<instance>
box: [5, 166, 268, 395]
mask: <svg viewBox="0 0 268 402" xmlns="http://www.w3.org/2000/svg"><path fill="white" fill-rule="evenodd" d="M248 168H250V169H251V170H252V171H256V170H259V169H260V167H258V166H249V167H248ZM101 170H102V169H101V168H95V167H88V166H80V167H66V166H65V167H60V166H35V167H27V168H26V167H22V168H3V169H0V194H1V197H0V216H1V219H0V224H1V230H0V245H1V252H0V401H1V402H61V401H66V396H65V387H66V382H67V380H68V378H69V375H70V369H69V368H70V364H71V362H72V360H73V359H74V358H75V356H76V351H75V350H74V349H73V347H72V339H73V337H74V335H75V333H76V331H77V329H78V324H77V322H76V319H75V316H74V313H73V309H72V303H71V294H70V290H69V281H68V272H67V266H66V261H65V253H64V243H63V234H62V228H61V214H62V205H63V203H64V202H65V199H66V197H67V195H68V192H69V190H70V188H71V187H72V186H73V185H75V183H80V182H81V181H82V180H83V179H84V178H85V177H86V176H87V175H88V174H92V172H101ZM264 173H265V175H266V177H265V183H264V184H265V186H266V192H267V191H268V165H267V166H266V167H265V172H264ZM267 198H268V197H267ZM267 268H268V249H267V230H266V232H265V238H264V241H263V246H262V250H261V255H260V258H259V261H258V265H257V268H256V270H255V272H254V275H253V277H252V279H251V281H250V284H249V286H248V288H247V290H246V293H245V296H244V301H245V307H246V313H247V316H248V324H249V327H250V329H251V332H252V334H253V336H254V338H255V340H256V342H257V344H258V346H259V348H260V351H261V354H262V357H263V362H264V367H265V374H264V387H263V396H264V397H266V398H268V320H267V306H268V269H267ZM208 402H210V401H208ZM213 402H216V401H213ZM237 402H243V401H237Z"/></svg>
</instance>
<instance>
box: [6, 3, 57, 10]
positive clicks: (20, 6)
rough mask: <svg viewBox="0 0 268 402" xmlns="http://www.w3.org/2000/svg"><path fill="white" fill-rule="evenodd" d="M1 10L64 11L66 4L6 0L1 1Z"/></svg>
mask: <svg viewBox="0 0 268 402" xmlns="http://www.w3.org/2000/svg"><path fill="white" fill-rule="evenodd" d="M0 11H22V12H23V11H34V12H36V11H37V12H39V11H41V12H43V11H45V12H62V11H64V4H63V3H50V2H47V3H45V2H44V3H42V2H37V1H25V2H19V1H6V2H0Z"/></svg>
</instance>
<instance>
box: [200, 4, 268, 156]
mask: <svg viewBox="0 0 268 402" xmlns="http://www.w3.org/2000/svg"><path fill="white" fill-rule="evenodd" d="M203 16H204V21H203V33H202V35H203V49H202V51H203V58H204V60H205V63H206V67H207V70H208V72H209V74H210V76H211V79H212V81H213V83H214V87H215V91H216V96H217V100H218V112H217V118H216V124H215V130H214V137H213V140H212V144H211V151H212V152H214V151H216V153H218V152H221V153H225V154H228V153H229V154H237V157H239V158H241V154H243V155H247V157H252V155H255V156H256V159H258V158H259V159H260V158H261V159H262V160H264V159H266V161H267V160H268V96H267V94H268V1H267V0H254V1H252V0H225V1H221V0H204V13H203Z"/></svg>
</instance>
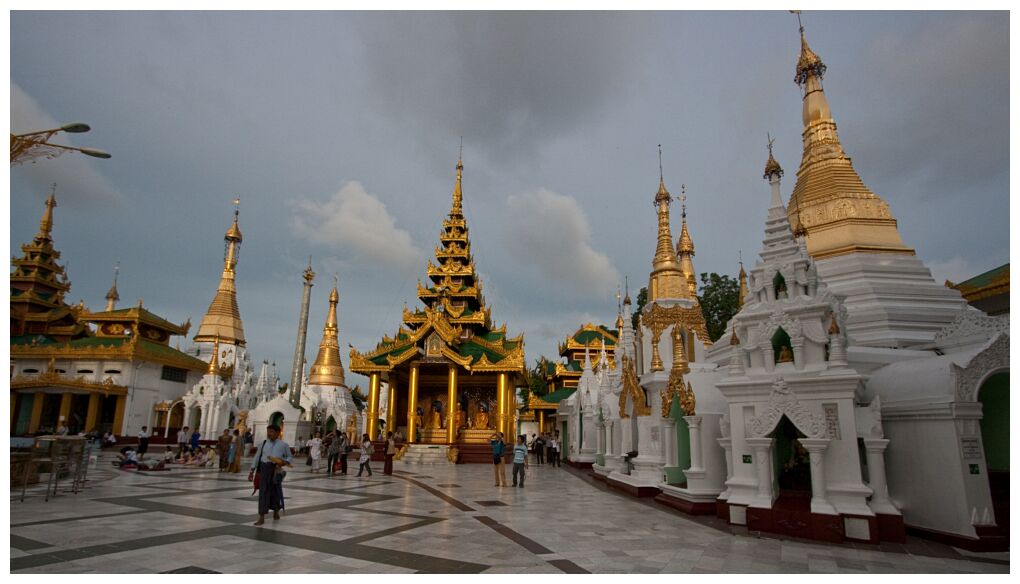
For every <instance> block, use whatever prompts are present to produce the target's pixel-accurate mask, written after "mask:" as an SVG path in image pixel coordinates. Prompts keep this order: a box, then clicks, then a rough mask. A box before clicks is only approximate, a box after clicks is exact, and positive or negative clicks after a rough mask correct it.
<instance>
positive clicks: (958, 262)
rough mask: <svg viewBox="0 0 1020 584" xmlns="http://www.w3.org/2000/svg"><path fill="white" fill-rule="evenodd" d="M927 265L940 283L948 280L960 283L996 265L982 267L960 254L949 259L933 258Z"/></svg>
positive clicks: (927, 262)
mask: <svg viewBox="0 0 1020 584" xmlns="http://www.w3.org/2000/svg"><path fill="white" fill-rule="evenodd" d="M927 265H928V269H930V270H931V277H932V278H934V280H935V281H936V282H938V283H942V282H945V281H946V280H950V281H952V282H955V283H960V282H962V281H964V280H968V279H970V278H972V277H974V276H976V275H978V274H980V273H983V272H984V271H985V270H988V269H990V268H991V267H994V266H987V267H984V268H982V267H980V266H978V265H975V264H974V262H972V261H969V260H966V259H964V258H961V257H960V256H955V257H952V258H949V259H940V260H932V261H930V262H927Z"/></svg>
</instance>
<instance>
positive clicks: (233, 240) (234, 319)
mask: <svg viewBox="0 0 1020 584" xmlns="http://www.w3.org/2000/svg"><path fill="white" fill-rule="evenodd" d="M240 205H241V200H240V199H237V198H236V199H235V200H234V224H233V225H231V228H230V229H227V231H226V235H225V236H224V237H223V240H224V241H225V242H226V253H225V254H224V256H225V257H224V258H223V273H222V275H221V276H220V278H219V287H217V288H216V296H214V297H213V299H212V303H211V304H210V305H209V310H208V311H206V313H205V316H204V317H202V323H201V324H200V325H199V327H198V333H196V334H195V341H196V342H209V341H212V340H213V337H218V338H220V339H223V340H226V341H228V342H231V343H233V344H238V346H241V347H244V346H245V327H244V324H243V323H242V322H241V312H240V311H239V310H238V298H237V293H238V290H237V286H236V284H235V270H236V268H237V265H238V252H239V249H240V247H241V229H240V228H239V227H238V215H239V208H240Z"/></svg>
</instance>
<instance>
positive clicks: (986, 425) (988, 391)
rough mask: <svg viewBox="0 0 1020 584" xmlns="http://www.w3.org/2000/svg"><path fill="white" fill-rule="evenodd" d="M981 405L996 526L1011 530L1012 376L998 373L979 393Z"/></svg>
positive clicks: (991, 493) (992, 509)
mask: <svg viewBox="0 0 1020 584" xmlns="http://www.w3.org/2000/svg"><path fill="white" fill-rule="evenodd" d="M977 401H978V402H979V403H980V404H981V442H982V444H983V445H984V464H985V468H987V471H988V489H989V490H990V491H991V507H992V512H993V513H994V515H996V525H998V526H999V528H1000V529H1002V530H1003V531H1004V532H1005V533H1009V530H1010V374H1009V372H1008V371H1003V372H1000V373H996V374H993V375H991V376H990V377H988V378H987V379H985V380H984V382H983V383H981V387H980V388H979V389H978V391H977Z"/></svg>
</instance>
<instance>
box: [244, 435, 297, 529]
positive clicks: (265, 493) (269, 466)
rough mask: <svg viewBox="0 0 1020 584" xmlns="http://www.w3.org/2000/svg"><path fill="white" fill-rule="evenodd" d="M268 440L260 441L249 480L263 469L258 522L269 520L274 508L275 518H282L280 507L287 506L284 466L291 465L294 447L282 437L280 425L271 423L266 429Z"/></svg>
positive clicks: (265, 439)
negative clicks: (268, 515)
mask: <svg viewBox="0 0 1020 584" xmlns="http://www.w3.org/2000/svg"><path fill="white" fill-rule="evenodd" d="M265 433H266V436H267V437H266V439H264V440H262V443H261V444H259V447H258V450H257V452H256V453H255V458H254V459H252V466H251V470H249V471H248V480H249V481H254V480H255V471H256V470H258V472H259V483H258V521H256V522H255V525H262V524H263V523H265V515H266V514H267V513H268V512H269V510H272V519H279V510H282V509H284V480H283V478H284V474H286V471H284V469H283V467H284V466H290V465H291V446H290V445H289V444H288V443H287V442H285V441H284V440H283V439H282V438H281V437H279V426H277V425H275V424H271V425H269V426H268V427H267V428H266V429H265Z"/></svg>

=======

*What you will do*.
Every line above is to be duplicated exactly; no picture should be carried over.

*Task response*.
<instance>
box: [5, 166, 268, 395]
mask: <svg viewBox="0 0 268 402" xmlns="http://www.w3.org/2000/svg"><path fill="white" fill-rule="evenodd" d="M248 168H250V169H251V170H252V171H256V170H259V169H260V167H258V166H249V167H248ZM101 170H102V169H101V168H95V167H88V166H80V167H66V166H65V167H60V166H35V167H27V168H26V167H22V168H3V169H0V194H1V197H0V216H1V219H0V224H1V230H0V245H1V252H0V401H1V402H61V401H66V396H65V387H66V382H67V380H68V378H69V375H70V369H69V368H70V364H71V362H72V360H73V359H74V358H75V356H76V351H75V350H74V349H73V347H72V339H73V337H74V335H75V333H76V331H77V329H78V324H77V322H76V319H75V316H74V313H73V309H72V303H71V294H70V290H69V281H68V272H67V266H66V261H65V253H64V243H63V234H62V228H61V214H62V205H63V203H64V202H65V199H66V197H67V195H68V192H69V190H70V188H71V187H72V186H73V185H75V183H80V182H81V181H82V180H83V179H84V178H85V177H86V176H87V175H88V174H92V172H101ZM264 173H265V175H266V177H265V183H264V184H265V186H266V192H267V191H268V165H267V166H266V167H265V172H264ZM267 198H268V197H267ZM267 268H268V249H267V230H266V232H265V238H264V241H263V246H262V250H261V255H260V258H259V261H258V265H257V268H256V270H255V272H254V275H253V277H252V279H251V281H250V284H249V286H248V288H247V290H246V293H245V296H244V301H245V307H246V313H247V316H248V324H249V327H250V329H251V332H252V334H253V336H254V338H255V340H256V342H257V344H258V346H259V348H260V351H261V354H262V357H263V362H264V367H265V374H264V387H263V396H264V397H266V398H268V320H267V306H268V269H267ZM208 402H210V401H208ZM213 402H216V401H213ZM237 402H243V401H237Z"/></svg>
</instance>
<instance>
box: [6, 3, 57, 10]
positive clicks: (20, 6)
rough mask: <svg viewBox="0 0 268 402" xmlns="http://www.w3.org/2000/svg"><path fill="white" fill-rule="evenodd" d="M1 10L64 11L66 4L6 0L1 1Z"/></svg>
mask: <svg viewBox="0 0 268 402" xmlns="http://www.w3.org/2000/svg"><path fill="white" fill-rule="evenodd" d="M0 11H22V12H23V11H34V12H36V11H37V12H39V11H41V12H43V11H45V12H62V11H64V4H63V3H50V2H47V3H45V2H44V3H42V2H37V1H25V2H19V1H6V2H0Z"/></svg>
</instance>
<instance>
box: [200, 4, 268, 156]
mask: <svg viewBox="0 0 268 402" xmlns="http://www.w3.org/2000/svg"><path fill="white" fill-rule="evenodd" d="M203 16H204V21H203V33H202V35H203V49H202V51H203V58H204V60H205V63H206V67H207V70H208V72H209V74H210V76H211V79H212V81H213V83H214V87H215V91H216V96H217V100H218V112H217V118H216V124H215V130H214V137H213V140H212V144H211V151H212V152H214V151H216V153H218V152H221V153H225V154H228V153H229V154H237V157H239V158H241V154H243V155H247V157H252V155H255V156H256V159H258V158H259V159H260V158H261V159H262V160H264V159H266V161H267V160H268V96H267V94H268V1H267V0H254V1H252V0H225V1H221V0H204V13H203Z"/></svg>
</instance>
For every <instance> block, use whatever prompts are present to produce the target's pixel-accurate mask, written after "mask:" as an SVG path in image pixel coordinates. Prompts keep this order: a box, then clicks, then a rough mask. A box before clicks is only approximate, a box after clicks is exact, and positive or negative clicks after a rough mask correct it.
<instance>
positive clicks: (958, 262)
rough mask: <svg viewBox="0 0 1020 584" xmlns="http://www.w3.org/2000/svg"><path fill="white" fill-rule="evenodd" d="M927 265L940 283L948 280L960 283L996 265L982 267L960 254L949 259L933 258Z"/></svg>
positive clicks: (927, 262)
mask: <svg viewBox="0 0 1020 584" xmlns="http://www.w3.org/2000/svg"><path fill="white" fill-rule="evenodd" d="M927 265H928V269H930V270H931V277H932V278H934V280H935V281H936V282H938V283H942V282H945V281H946V280H950V281H952V282H955V283H960V282H962V281H964V280H968V279H970V278H972V277H974V276H976V275H978V274H980V273H983V272H984V271H985V270H988V269H990V268H991V267H994V266H987V267H984V268H982V267H980V266H978V265H975V264H974V262H972V261H969V260H966V259H964V258H961V257H960V256H955V257H952V258H949V259H940V260H932V261H930V262H927Z"/></svg>
</instance>
<instance>
positive clicks: (233, 240) (234, 319)
mask: <svg viewBox="0 0 1020 584" xmlns="http://www.w3.org/2000/svg"><path fill="white" fill-rule="evenodd" d="M240 205H241V200H240V199H237V198H236V199H235V200H234V224H233V225H231V228H230V229H227V231H226V235H225V236H224V237H223V240H224V241H225V242H226V253H225V254H224V256H225V257H224V258H223V273H222V275H221V276H220V278H219V287H217V288H216V296H214V297H213V299H212V303H211V304H210V305H209V310H208V311H206V313H205V316H204V317H202V323H201V324H200V325H199V327H198V333H196V334H195V341H196V342H209V341H212V340H213V337H218V338H220V339H223V340H226V341H228V342H231V343H233V344H238V346H241V347H244V346H245V327H244V324H243V323H242V322H241V312H240V311H239V310H238V298H237V293H238V290H237V286H236V284H235V270H236V268H237V265H238V252H239V249H240V247H241V229H240V228H239V227H238V215H239V208H240Z"/></svg>
</instance>
<instance>
positive clicks: (986, 425) (988, 391)
rough mask: <svg viewBox="0 0 1020 584" xmlns="http://www.w3.org/2000/svg"><path fill="white" fill-rule="evenodd" d="M981 405L996 526L1011 530L1012 376L998 373L979 393Z"/></svg>
positive clicks: (991, 493) (992, 509)
mask: <svg viewBox="0 0 1020 584" xmlns="http://www.w3.org/2000/svg"><path fill="white" fill-rule="evenodd" d="M977 401H978V402H979V403H980V404H981V442H982V444H983V445H984V464H985V468H987V471H988V489H989V490H990V491H991V507H992V512H993V513H994V515H996V525H998V526H999V528H1000V529H1002V530H1003V531H1004V532H1005V533H1009V530H1010V374H1009V372H1008V371H1003V372H1000V373H996V374H993V375H991V376H990V377H988V378H987V379H985V380H984V382H983V383H981V387H980V388H979V389H978V391H977Z"/></svg>
</instance>
<instance>
box: [244, 435, 297, 529]
positive clicks: (265, 493) (269, 466)
rough mask: <svg viewBox="0 0 1020 584" xmlns="http://www.w3.org/2000/svg"><path fill="white" fill-rule="evenodd" d="M268 440L260 441L249 480L263 469L258 522L269 520L274 508L275 518H282L280 507L287 506L284 466L291 465L294 447L282 437L280 425L271 423L266 429Z"/></svg>
positive clicks: (265, 439)
negative clicks: (268, 515)
mask: <svg viewBox="0 0 1020 584" xmlns="http://www.w3.org/2000/svg"><path fill="white" fill-rule="evenodd" d="M265 433H266V436H267V437H266V439H264V440H262V443H261V444H259V447H258V450H257V452H256V453H255V458H254V459H252V466H251V470H249V471H248V480H249V481H254V480H255V471H256V470H258V472H259V483H258V521H256V522H255V525H262V524H263V523H265V515H266V514H267V513H268V512H269V510H272V519H279V510H282V509H284V480H283V478H284V474H286V471H284V469H283V467H284V466H290V465H291V446H290V445H289V444H288V443H287V442H285V441H284V440H283V439H282V438H281V437H279V426H277V425H275V424H271V425H269V426H268V427H267V428H266V429H265Z"/></svg>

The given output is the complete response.